Stored data

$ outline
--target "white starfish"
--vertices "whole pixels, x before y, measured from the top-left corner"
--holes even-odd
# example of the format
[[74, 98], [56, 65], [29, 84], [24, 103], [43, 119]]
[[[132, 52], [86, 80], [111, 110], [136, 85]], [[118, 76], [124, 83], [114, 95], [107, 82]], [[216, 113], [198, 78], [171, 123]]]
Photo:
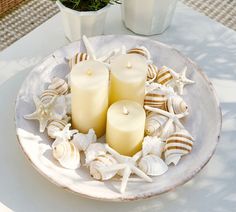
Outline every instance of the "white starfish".
[[137, 176], [141, 177], [147, 182], [152, 182], [152, 179], [148, 177], [143, 171], [141, 171], [139, 168], [137, 168], [137, 161], [140, 159], [142, 156], [142, 152], [137, 152], [133, 157], [128, 157], [124, 155], [120, 155], [118, 152], [116, 152], [114, 149], [108, 146], [108, 144], [105, 145], [105, 148], [107, 152], [109, 152], [116, 160], [117, 164], [114, 164], [110, 166], [107, 170], [105, 171], [123, 171], [123, 177], [122, 177], [122, 182], [121, 182], [121, 187], [120, 187], [120, 192], [124, 193], [129, 177], [132, 173], [136, 174]]
[[159, 113], [163, 116], [166, 116], [168, 118], [167, 122], [165, 123], [165, 126], [162, 130], [162, 134], [161, 134], [161, 137], [162, 138], [165, 138], [166, 137], [166, 134], [167, 134], [167, 131], [169, 129], [169, 127], [174, 123], [178, 128], [180, 129], [184, 129], [184, 126], [181, 124], [181, 122], [179, 121], [179, 119], [185, 117], [188, 115], [188, 111], [185, 111], [184, 113], [179, 113], [179, 114], [175, 114], [174, 113], [174, 109], [173, 109], [173, 106], [172, 106], [172, 97], [169, 97], [168, 98], [168, 111], [165, 111], [165, 110], [162, 110], [162, 109], [159, 109], [159, 108], [153, 108], [153, 107], [150, 107], [150, 106], [144, 106], [144, 108], [146, 110], [149, 110], [149, 111], [152, 111], [154, 113]]
[[174, 79], [171, 84], [177, 88], [177, 91], [180, 95], [183, 95], [183, 90], [185, 85], [193, 84], [194, 81], [188, 79], [186, 77], [187, 67], [185, 66], [184, 69], [180, 73], [174, 74]]
[[61, 120], [65, 116], [65, 112], [60, 110], [57, 105], [57, 96], [54, 96], [47, 104], [43, 104], [37, 96], [33, 96], [36, 107], [35, 112], [25, 115], [25, 119], [38, 120], [40, 132], [44, 132], [48, 121], [52, 119]]

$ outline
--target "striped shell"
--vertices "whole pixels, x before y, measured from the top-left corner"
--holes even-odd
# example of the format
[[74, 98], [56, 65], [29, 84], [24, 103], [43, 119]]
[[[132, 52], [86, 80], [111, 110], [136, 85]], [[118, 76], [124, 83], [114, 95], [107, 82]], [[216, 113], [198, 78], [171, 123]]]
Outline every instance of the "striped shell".
[[[180, 96], [175, 96], [173, 98], [170, 98], [168, 101], [171, 101], [171, 105], [175, 114], [184, 113], [188, 110], [188, 105]], [[168, 108], [168, 111], [169, 111], [169, 108]]]
[[69, 66], [70, 70], [79, 62], [84, 61], [84, 60], [89, 60], [89, 55], [87, 53], [76, 53], [74, 57], [69, 59]]
[[159, 176], [168, 170], [165, 162], [156, 155], [146, 155], [138, 163], [139, 168], [149, 176]]
[[105, 144], [103, 143], [92, 143], [86, 149], [85, 153], [85, 163], [88, 165], [93, 160], [95, 160], [98, 156], [106, 154]]
[[77, 169], [80, 167], [79, 151], [71, 142], [64, 141], [54, 146], [53, 156], [64, 168]]
[[164, 149], [165, 162], [167, 165], [173, 163], [177, 165], [180, 158], [191, 152], [193, 146], [193, 137], [186, 130], [180, 130], [173, 133], [166, 140]]
[[55, 133], [59, 132], [59, 131], [62, 131], [65, 128], [65, 126], [68, 124], [68, 121], [69, 121], [69, 119], [62, 119], [62, 120], [55, 119], [55, 120], [52, 120], [47, 126], [48, 136], [50, 138], [55, 139], [56, 138]]
[[148, 71], [147, 71], [147, 81], [153, 82], [157, 77], [158, 69], [154, 64], [148, 65]]
[[142, 143], [142, 155], [144, 157], [152, 154], [161, 157], [164, 147], [165, 142], [157, 136], [146, 136]]
[[127, 54], [138, 54], [150, 60], [150, 52], [143, 46], [132, 48], [127, 51]]
[[145, 133], [149, 136], [160, 136], [168, 118], [154, 112], [150, 112], [146, 118]]
[[152, 90], [144, 97], [144, 106], [166, 110], [166, 102], [167, 96], [160, 89]]
[[167, 85], [174, 78], [172, 73], [173, 73], [172, 69], [166, 66], [162, 66], [161, 69], [159, 69], [158, 71], [156, 82], [162, 85]]
[[89, 165], [90, 175], [96, 180], [109, 180], [116, 175], [117, 171], [104, 170], [116, 163], [116, 160], [109, 154], [98, 156]]
[[68, 93], [69, 86], [64, 79], [54, 77], [48, 89], [57, 91], [58, 95], [65, 95]]
[[56, 90], [52, 90], [52, 89], [47, 89], [44, 90], [43, 93], [40, 95], [40, 101], [43, 104], [47, 104], [49, 103], [53, 97], [58, 96], [58, 93]]

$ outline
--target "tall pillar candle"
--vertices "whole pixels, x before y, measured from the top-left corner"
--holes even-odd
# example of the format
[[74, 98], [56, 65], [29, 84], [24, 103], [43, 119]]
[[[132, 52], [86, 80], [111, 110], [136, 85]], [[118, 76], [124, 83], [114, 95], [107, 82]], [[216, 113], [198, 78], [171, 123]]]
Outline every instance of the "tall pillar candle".
[[132, 100], [143, 105], [147, 61], [140, 55], [118, 56], [111, 63], [110, 104]]
[[106, 142], [120, 154], [134, 155], [142, 148], [145, 118], [145, 111], [137, 102], [115, 102], [107, 112]]
[[93, 128], [105, 133], [108, 109], [109, 71], [97, 61], [83, 61], [71, 71], [72, 126], [82, 133]]

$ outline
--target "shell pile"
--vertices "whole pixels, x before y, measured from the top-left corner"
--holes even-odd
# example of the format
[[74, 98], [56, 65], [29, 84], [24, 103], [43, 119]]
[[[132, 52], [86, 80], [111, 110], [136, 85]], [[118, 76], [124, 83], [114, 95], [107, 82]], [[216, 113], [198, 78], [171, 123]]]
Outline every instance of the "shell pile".
[[[87, 134], [70, 129], [70, 86], [59, 77], [52, 78], [47, 89], [39, 96], [34, 96], [36, 111], [25, 118], [38, 120], [40, 132], [47, 129], [48, 136], [53, 139], [52, 155], [58, 165], [67, 169], [86, 166], [96, 180], [109, 180], [119, 175], [122, 177], [120, 192], [123, 193], [131, 174], [152, 182], [150, 176], [166, 173], [169, 165], [177, 165], [182, 156], [191, 152], [194, 139], [184, 128], [181, 119], [189, 113], [182, 96], [183, 89], [193, 81], [186, 77], [186, 67], [180, 73], [167, 66], [158, 69], [144, 46], [128, 50], [122, 46], [97, 58], [85, 36], [83, 42], [87, 52], [78, 52], [68, 60], [70, 70], [84, 60], [98, 60], [109, 67], [110, 61], [120, 54], [138, 54], [146, 58], [146, 124], [142, 150], [132, 157], [123, 156], [107, 144], [97, 142], [93, 129]], [[85, 160], [81, 160], [83, 157]]]

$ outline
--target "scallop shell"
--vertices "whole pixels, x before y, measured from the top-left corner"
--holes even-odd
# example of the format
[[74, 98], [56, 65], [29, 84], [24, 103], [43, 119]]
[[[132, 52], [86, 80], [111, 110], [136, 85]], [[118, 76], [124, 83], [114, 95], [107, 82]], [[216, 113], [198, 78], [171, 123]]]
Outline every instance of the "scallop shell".
[[149, 176], [159, 176], [168, 170], [165, 162], [156, 155], [146, 155], [138, 163], [139, 168]]
[[180, 158], [191, 152], [193, 137], [187, 130], [180, 130], [173, 133], [167, 140], [164, 150], [165, 162], [167, 165], [177, 165]]
[[43, 91], [39, 99], [43, 104], [48, 104], [49, 102], [51, 102], [52, 98], [55, 96], [58, 96], [58, 93], [56, 90], [47, 89]]
[[53, 156], [59, 161], [62, 167], [77, 169], [80, 167], [80, 154], [75, 145], [71, 142], [61, 142], [53, 147]]
[[151, 59], [150, 52], [144, 46], [132, 48], [127, 51], [127, 54], [139, 54], [139, 55], [145, 57], [147, 60]]
[[65, 126], [68, 124], [68, 121], [70, 120], [69, 117], [66, 117], [62, 120], [54, 119], [51, 122], [49, 122], [47, 126], [47, 133], [50, 138], [55, 139], [55, 133], [63, 130]]
[[142, 155], [146, 156], [148, 154], [156, 155], [161, 157], [164, 150], [165, 142], [156, 136], [146, 136], [142, 143]]
[[94, 159], [96, 159], [98, 156], [105, 155], [106, 154], [106, 148], [105, 144], [102, 143], [92, 143], [89, 145], [89, 147], [86, 149], [85, 153], [85, 163], [89, 164]]
[[166, 116], [149, 112], [146, 118], [145, 133], [149, 136], [160, 136], [168, 118]]
[[89, 60], [89, 55], [84, 52], [76, 53], [74, 57], [69, 59], [70, 70], [79, 62]]
[[162, 85], [167, 85], [174, 78], [173, 72], [174, 71], [172, 69], [166, 66], [162, 66], [161, 69], [158, 71], [156, 82]]
[[[170, 98], [168, 101], [171, 101], [171, 105], [175, 114], [185, 113], [188, 110], [188, 105], [180, 96], [174, 96]], [[167, 104], [168, 108], [168, 104]], [[169, 108], [168, 108], [169, 111]]]
[[78, 148], [79, 151], [86, 151], [91, 143], [95, 143], [97, 136], [93, 129], [90, 129], [87, 134], [76, 133], [73, 136], [72, 143]]
[[65, 95], [68, 93], [69, 86], [64, 79], [54, 77], [48, 89], [57, 91], [58, 95]]
[[148, 71], [147, 71], [147, 81], [153, 82], [157, 77], [158, 69], [154, 64], [148, 65]]
[[117, 171], [104, 171], [109, 169], [117, 161], [109, 154], [98, 156], [89, 165], [90, 175], [96, 180], [109, 180], [114, 177]]

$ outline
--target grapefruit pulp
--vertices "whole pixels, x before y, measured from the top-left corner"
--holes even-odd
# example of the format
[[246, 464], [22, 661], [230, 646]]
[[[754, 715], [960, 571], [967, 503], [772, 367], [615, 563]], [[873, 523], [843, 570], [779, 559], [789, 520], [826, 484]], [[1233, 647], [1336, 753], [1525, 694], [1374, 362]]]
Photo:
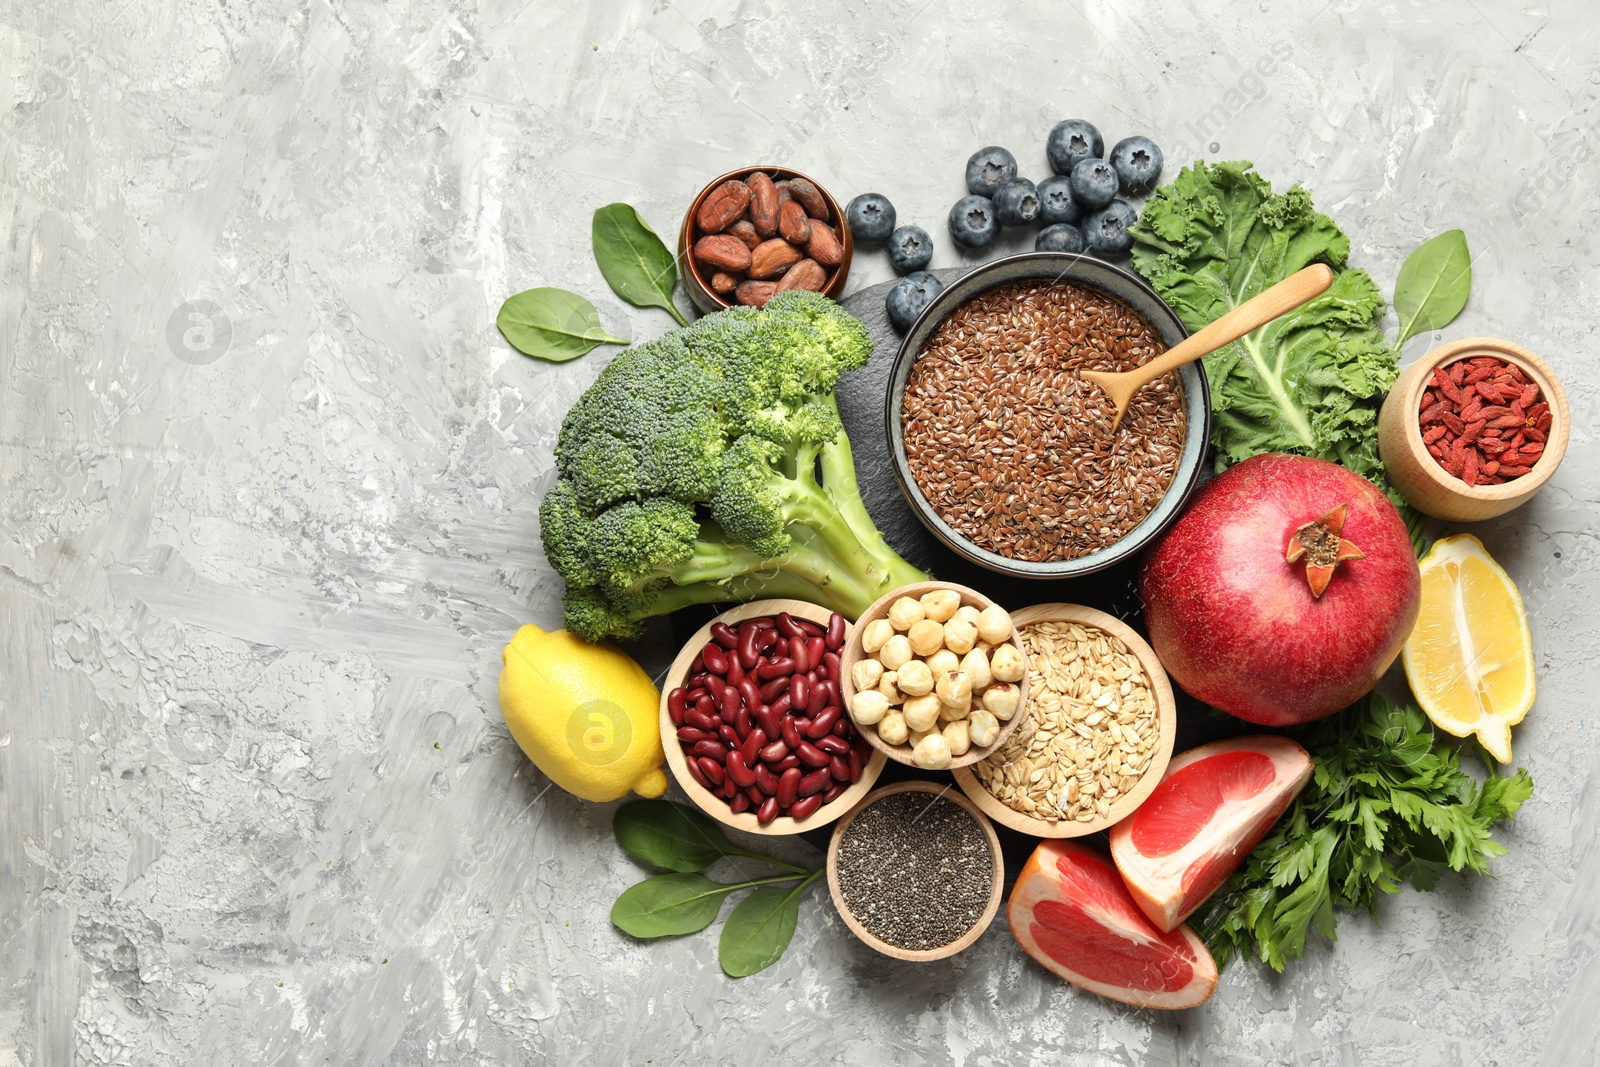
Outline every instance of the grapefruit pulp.
[[1192, 1008], [1217, 988], [1217, 965], [1189, 927], [1156, 929], [1110, 858], [1046, 841], [1006, 906], [1023, 951], [1073, 985], [1141, 1008]]
[[1287, 737], [1234, 737], [1174, 756], [1149, 799], [1111, 828], [1111, 858], [1140, 910], [1176, 929], [1310, 778], [1311, 757]]

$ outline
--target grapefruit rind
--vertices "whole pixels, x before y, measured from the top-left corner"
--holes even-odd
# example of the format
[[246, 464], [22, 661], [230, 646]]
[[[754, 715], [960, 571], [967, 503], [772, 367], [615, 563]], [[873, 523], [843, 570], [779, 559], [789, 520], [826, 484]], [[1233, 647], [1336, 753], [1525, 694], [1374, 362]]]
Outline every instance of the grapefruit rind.
[[[1179, 848], [1152, 856], [1141, 851], [1137, 833], [1141, 816], [1149, 820], [1163, 811], [1163, 787], [1185, 770], [1217, 757], [1252, 753], [1271, 761], [1271, 781], [1244, 796], [1227, 796], [1210, 811], [1207, 821]], [[1219, 768], [1222, 773], [1227, 768]], [[1286, 737], [1253, 735], [1201, 745], [1172, 758], [1150, 798], [1111, 828], [1111, 858], [1129, 895], [1158, 929], [1171, 931], [1194, 914], [1260, 843], [1311, 779], [1311, 757]], [[1169, 798], [1166, 806], [1171, 806]], [[1212, 798], [1215, 799], [1215, 798]], [[1148, 835], [1144, 835], [1148, 836]]]
[[[1069, 877], [1079, 871], [1089, 878]], [[1038, 936], [1046, 924], [1038, 921], [1041, 909], [1071, 912], [1078, 925], [1092, 928], [1092, 935], [1073, 943], [1065, 934]], [[1181, 1010], [1204, 1004], [1217, 988], [1217, 966], [1205, 942], [1187, 926], [1177, 931], [1155, 929], [1139, 910], [1105, 854], [1070, 840], [1051, 840], [1039, 845], [1023, 865], [1016, 887], [1006, 905], [1006, 920], [1017, 944], [1040, 966], [1080, 989], [1097, 993], [1123, 1004], [1140, 1008]], [[1126, 951], [1119, 951], [1126, 946]], [[1097, 962], [1104, 970], [1119, 965], [1146, 973], [1170, 975], [1171, 988], [1142, 989], [1097, 979], [1075, 970], [1052, 954], [1050, 947], [1078, 951], [1098, 948]], [[1123, 964], [1115, 957], [1128, 959]], [[1081, 966], [1081, 964], [1080, 964]], [[1183, 969], [1188, 969], [1185, 978]], [[1181, 984], [1176, 984], [1181, 981]]]

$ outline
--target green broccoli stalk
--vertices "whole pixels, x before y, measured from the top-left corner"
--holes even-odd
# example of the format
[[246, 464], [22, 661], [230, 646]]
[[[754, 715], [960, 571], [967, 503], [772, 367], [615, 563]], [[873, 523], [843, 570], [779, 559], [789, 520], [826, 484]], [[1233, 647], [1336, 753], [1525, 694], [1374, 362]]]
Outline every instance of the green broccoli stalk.
[[566, 626], [636, 636], [691, 604], [795, 597], [855, 617], [926, 577], [861, 502], [834, 387], [872, 354], [816, 293], [620, 353], [567, 413], [539, 507]]

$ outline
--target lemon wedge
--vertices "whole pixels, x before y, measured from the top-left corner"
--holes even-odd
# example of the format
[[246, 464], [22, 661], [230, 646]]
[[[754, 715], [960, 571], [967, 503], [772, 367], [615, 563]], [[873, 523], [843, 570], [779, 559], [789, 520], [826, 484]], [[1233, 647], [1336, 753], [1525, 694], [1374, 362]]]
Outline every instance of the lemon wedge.
[[1511, 728], [1533, 706], [1533, 640], [1522, 594], [1471, 534], [1434, 542], [1422, 563], [1422, 608], [1401, 653], [1417, 703], [1435, 726], [1477, 734], [1511, 762]]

What you need to do
Scan the entries above for the word "target", then copy every line in which it occurs.

Answer section
--target "white starfish"
--target "striped shell"
--target "tall pillar candle"
--target "shell pile"
--target "scallop shell"
--target grapefruit pulp
--target grapefruit rind
--target green broccoli stalk
--target lemon wedge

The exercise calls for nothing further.